OPDRACHTEN:
1) Druk uit het documentfragment het gedeelte af dat begint bij de woorden "6. Beoordeling van" en eindigt bij "5.5 is overwogen.".
2) Beantwoord op basis van het documentfragment de volgende vragen:
(a) Legt de Hoge Raad een dwangsom op?
(b) Binnen welke termijn moeten de erven [A] de staat van boedelbeschrijving inleveren?
(c) Op welke datum is [erflater A] overleden?

Hetgeen in de vorige alinea is overwogen brengt mee dat de beschikking van de Rechtbank, voor zover zij voormelde beperking betreft, moet worden vernietigd. De Hoge Raad kan zelf de zaak afdoen. Met vernietiging van de beschikking van de Kantonrechter en de beschikking van de Rechtbank zal de Hoge Raad het bevel opnieuw formuleren. De Hoge Raad acht geen termen aanwezig om een dwangsom op te leggen.
6. Beoordeling van het middel in het principale beroep in de zaak R00/020
Gelet op het hiervoor in de laatste alinea van 5.5 overwogene heeft de notaris geen belang meer bij dit middel en behoeft het derhalve geen behandeling.
7. Beoordeling van het middel in het incidentele beroep in de zaak R00/020
Het middel is geheel gelijkluidend aan het in het incidentele beroep in de zaak R00/019 voorgestelde middel. Dienaangaande verwijst de Hoge Raad derhalve naar hetgeen hiervoor in 5.1 - 5.5 is overwogen.
De Hoge Raad:
in de zaak R00/019:
in het principale beroep:
verklaart de erven [A] niet-ontvankelijk in hun beroep, voor zover het berust op de middelen I en III;
verwerpt het beroep voor het overige;
in het incidentele beroep:
verklaart [de erven B] niet-ontvankelijk in hun beroep, voor zover het berust op de onderdelen IV en VI;
verwerpt het beroep voor zover het berust op de onderdelen I, II en III;
vernietigt de beschikking van de Rechtbank te 's-Gravenhage van 9 december 1999;
vernietigt de beschikking van de Kantonrechter te 's-Gravenhage van 3 maart 1999;
beveelt de erven [A], zowel gezamenlijk als ieder voor zich, binnen een termijn van twee maanden na de betekening van deze beschikking van de Hoge Raad de staat van boedelbeschrijving van de op 30 juli 1997 overleden [erflater A] in te leveren bij de griffie van het kantongerecht te 's-Gravenhage;
wijst het meer of anders verzochte af;
in de zaak R00/020:
in het principale beroep:
verwerpt het beroep;
in het incidentele beroep:
verklaart [de erven B] niet-ontvankelijk in hun beroep, voor zover het berust op de onderdelen IV en VI;
verwerpt het beroep voor zover het berust op de onderdelen I, II en III.

GEGEVENSOVERZICHT:

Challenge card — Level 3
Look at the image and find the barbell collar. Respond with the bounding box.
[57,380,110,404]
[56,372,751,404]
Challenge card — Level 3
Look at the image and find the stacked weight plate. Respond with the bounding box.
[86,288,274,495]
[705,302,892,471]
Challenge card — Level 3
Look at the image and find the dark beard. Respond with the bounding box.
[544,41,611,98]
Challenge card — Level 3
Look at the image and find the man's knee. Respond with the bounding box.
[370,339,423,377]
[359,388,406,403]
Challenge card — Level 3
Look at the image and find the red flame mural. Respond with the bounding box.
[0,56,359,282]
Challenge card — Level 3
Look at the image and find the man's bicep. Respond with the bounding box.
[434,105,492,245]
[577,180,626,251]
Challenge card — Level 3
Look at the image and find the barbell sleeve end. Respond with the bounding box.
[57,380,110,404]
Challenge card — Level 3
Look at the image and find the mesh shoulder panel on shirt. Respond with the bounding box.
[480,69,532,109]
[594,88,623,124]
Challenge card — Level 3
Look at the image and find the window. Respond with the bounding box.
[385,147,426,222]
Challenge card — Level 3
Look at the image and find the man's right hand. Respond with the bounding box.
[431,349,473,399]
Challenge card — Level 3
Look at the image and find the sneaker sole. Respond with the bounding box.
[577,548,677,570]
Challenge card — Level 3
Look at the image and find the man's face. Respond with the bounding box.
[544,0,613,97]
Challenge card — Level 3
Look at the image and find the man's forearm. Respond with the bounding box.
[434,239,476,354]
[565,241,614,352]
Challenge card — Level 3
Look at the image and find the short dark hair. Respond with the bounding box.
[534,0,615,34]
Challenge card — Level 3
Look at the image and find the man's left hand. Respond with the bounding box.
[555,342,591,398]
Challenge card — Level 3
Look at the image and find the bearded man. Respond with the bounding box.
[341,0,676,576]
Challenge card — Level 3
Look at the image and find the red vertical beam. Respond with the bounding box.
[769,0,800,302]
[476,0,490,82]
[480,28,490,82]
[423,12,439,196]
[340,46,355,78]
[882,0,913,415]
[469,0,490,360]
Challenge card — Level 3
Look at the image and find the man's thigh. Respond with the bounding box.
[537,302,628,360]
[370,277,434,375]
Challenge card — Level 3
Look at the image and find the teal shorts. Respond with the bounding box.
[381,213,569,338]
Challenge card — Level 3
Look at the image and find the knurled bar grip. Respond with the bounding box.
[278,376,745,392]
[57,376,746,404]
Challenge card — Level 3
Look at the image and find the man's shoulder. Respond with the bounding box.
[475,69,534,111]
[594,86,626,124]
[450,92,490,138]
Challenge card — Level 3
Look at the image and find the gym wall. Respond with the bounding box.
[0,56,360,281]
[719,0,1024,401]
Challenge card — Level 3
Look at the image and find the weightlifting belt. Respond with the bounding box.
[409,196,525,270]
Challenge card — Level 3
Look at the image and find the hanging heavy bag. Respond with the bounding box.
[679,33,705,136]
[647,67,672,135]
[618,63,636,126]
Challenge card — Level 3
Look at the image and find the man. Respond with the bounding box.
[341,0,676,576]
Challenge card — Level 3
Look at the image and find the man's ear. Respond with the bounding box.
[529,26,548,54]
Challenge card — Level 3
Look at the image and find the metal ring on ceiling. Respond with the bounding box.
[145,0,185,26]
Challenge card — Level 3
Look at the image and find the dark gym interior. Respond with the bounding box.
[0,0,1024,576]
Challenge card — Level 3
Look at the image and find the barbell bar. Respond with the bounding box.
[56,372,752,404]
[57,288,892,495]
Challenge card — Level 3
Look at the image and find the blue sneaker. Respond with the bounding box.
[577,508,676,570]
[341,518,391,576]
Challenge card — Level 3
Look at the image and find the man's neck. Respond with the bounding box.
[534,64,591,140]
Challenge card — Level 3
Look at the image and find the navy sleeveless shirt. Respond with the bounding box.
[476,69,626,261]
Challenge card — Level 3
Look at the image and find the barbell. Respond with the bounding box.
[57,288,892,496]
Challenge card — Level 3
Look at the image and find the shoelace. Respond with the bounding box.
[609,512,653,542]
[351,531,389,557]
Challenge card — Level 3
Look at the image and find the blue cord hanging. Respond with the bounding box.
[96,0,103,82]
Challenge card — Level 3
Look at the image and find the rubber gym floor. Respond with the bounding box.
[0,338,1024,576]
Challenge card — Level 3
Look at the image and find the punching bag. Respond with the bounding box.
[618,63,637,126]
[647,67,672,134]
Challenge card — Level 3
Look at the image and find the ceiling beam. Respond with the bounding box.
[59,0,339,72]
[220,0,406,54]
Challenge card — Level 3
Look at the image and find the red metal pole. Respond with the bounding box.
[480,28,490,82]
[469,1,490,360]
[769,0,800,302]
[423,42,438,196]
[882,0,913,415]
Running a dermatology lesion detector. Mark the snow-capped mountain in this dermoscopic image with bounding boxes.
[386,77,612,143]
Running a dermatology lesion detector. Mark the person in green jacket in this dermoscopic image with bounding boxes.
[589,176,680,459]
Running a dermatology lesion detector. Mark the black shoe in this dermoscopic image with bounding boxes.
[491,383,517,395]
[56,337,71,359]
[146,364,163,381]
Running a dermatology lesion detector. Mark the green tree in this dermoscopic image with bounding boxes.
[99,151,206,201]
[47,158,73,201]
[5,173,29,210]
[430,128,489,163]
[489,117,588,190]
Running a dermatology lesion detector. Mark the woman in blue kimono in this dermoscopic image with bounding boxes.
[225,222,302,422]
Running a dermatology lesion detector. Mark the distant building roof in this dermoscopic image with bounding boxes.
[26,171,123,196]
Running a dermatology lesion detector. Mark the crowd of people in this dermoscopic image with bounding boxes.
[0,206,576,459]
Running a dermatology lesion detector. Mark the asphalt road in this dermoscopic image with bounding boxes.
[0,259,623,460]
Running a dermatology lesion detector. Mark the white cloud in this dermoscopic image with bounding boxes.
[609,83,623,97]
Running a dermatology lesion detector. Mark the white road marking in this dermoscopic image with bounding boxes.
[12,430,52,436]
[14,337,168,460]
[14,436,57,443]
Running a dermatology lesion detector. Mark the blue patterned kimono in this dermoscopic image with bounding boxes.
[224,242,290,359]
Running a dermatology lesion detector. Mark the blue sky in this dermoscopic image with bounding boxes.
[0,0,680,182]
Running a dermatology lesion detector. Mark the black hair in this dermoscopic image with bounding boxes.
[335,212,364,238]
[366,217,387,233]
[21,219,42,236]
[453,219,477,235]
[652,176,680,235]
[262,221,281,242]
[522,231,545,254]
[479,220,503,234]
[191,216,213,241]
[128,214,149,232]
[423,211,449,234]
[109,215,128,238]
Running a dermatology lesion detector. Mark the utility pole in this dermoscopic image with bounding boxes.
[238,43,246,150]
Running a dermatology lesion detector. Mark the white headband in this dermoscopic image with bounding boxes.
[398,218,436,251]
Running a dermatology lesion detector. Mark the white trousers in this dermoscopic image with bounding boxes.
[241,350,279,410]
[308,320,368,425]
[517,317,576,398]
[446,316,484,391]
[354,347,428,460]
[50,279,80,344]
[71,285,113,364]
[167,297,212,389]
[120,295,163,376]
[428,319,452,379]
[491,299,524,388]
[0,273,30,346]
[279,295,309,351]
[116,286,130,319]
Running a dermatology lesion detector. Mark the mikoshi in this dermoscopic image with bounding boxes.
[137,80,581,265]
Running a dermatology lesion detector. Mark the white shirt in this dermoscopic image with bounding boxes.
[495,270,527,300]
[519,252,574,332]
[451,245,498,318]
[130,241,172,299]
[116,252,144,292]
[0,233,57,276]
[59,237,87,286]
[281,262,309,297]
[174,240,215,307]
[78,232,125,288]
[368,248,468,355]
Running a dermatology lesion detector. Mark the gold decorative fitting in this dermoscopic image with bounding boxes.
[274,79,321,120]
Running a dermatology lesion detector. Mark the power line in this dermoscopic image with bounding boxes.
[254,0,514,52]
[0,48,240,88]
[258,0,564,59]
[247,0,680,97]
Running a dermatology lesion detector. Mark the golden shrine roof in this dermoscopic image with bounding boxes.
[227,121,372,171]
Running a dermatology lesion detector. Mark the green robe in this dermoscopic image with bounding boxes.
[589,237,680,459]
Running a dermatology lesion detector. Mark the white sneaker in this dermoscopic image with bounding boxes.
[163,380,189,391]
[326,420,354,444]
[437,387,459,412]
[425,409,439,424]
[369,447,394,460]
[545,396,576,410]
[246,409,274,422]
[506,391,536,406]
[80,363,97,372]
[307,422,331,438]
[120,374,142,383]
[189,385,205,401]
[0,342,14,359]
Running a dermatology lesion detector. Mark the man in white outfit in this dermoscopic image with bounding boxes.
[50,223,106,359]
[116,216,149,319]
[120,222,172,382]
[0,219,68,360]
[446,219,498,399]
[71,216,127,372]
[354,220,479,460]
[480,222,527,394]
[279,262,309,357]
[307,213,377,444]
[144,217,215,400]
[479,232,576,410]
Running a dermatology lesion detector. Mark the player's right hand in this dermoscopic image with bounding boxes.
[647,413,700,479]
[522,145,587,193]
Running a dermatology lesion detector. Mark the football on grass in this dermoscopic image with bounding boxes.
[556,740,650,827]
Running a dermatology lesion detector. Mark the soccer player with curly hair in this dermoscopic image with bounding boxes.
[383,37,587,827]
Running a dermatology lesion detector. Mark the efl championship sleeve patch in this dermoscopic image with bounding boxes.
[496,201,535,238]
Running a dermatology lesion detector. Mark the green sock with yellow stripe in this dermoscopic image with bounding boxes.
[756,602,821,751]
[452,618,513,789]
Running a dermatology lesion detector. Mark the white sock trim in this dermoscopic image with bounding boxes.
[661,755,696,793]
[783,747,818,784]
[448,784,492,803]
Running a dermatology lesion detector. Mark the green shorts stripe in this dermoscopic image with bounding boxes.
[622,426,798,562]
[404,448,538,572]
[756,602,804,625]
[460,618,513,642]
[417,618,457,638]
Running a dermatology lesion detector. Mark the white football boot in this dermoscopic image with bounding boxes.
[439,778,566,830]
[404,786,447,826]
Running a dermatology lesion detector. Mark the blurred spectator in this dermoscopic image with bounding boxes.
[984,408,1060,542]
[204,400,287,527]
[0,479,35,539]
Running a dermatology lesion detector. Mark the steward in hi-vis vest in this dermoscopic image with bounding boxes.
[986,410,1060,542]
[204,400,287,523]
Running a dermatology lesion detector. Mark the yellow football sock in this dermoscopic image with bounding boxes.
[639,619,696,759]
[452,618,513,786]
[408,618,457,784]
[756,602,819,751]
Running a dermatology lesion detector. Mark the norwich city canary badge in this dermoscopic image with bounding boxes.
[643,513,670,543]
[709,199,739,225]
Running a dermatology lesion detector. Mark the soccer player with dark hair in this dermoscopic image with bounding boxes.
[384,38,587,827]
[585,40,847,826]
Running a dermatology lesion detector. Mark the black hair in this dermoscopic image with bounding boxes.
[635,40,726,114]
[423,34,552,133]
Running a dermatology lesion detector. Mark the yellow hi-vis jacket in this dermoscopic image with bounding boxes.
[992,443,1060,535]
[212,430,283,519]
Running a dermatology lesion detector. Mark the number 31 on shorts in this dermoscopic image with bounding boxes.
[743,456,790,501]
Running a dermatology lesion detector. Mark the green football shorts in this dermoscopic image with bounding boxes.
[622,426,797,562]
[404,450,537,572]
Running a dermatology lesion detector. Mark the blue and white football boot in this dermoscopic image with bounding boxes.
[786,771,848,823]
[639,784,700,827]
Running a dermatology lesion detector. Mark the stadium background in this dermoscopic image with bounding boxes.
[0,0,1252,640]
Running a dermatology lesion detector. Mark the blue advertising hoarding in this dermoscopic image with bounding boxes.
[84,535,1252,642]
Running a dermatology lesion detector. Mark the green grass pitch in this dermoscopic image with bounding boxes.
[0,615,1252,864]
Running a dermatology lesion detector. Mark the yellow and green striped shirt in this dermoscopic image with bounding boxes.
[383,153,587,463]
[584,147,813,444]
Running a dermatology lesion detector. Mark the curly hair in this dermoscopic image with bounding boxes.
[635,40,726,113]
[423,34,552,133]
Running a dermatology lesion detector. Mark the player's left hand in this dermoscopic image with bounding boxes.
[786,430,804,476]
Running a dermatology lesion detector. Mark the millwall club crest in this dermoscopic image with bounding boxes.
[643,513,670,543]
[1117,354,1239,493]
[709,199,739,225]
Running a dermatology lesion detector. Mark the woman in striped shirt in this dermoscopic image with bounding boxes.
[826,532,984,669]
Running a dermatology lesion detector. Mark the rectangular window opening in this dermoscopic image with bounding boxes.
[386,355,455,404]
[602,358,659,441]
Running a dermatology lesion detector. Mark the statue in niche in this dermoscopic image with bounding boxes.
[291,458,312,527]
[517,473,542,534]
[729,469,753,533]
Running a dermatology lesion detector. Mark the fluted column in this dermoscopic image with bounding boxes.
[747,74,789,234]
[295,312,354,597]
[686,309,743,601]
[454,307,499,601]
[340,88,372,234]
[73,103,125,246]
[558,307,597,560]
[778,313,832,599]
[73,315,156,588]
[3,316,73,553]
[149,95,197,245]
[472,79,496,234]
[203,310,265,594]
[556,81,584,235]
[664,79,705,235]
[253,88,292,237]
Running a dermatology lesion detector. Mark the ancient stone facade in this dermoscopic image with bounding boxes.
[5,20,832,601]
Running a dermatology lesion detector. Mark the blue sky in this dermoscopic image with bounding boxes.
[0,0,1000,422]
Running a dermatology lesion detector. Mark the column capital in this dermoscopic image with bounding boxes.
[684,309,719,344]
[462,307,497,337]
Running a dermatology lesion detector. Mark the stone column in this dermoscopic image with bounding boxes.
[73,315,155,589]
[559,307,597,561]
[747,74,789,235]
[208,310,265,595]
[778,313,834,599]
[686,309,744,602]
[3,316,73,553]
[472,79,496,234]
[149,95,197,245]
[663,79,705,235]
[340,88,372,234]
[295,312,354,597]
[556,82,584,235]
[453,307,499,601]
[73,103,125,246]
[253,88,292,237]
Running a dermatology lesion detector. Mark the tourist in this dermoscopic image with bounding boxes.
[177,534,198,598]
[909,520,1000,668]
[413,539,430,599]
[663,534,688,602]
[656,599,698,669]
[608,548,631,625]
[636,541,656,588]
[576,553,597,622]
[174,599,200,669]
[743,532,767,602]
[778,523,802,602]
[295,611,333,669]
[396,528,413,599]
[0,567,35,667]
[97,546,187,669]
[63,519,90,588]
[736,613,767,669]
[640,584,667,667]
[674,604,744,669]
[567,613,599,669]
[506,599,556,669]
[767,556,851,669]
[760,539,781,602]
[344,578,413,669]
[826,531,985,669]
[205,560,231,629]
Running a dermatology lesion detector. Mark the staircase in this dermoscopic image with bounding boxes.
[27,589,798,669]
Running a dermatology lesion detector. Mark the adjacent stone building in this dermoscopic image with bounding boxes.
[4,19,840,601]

UITWERKINGEN:
1)
6. Beoordeling van het middel in het principale beroep in de zaak R00/020
Gelet op het hiervoor in de laatste alinea van 5.5 overwogene heeft de notaris geen belang meer bij dit middel en behoeft het derhalve geen behandeling.
7. Beoordeling van het middel in het incidentele beroep in de zaak R00/020
Het middel is geheel gelijkluidend aan het in het incidentele beroep in de zaak R00/019 voorgestelde middel. Dienaangaande verwijst de Hoge Raad derhalve naar hetgeen hiervoor in 5.1 - 5.5 is overwogen.

2)
(a) Nee, de Hoge Raad acht geen termen aanwezig om een dwangsom op te leggen.
(b) Binnen twee maanden na de betekening van de beschikking van de Hoge Raad.
(c) Op 30 juli 1997.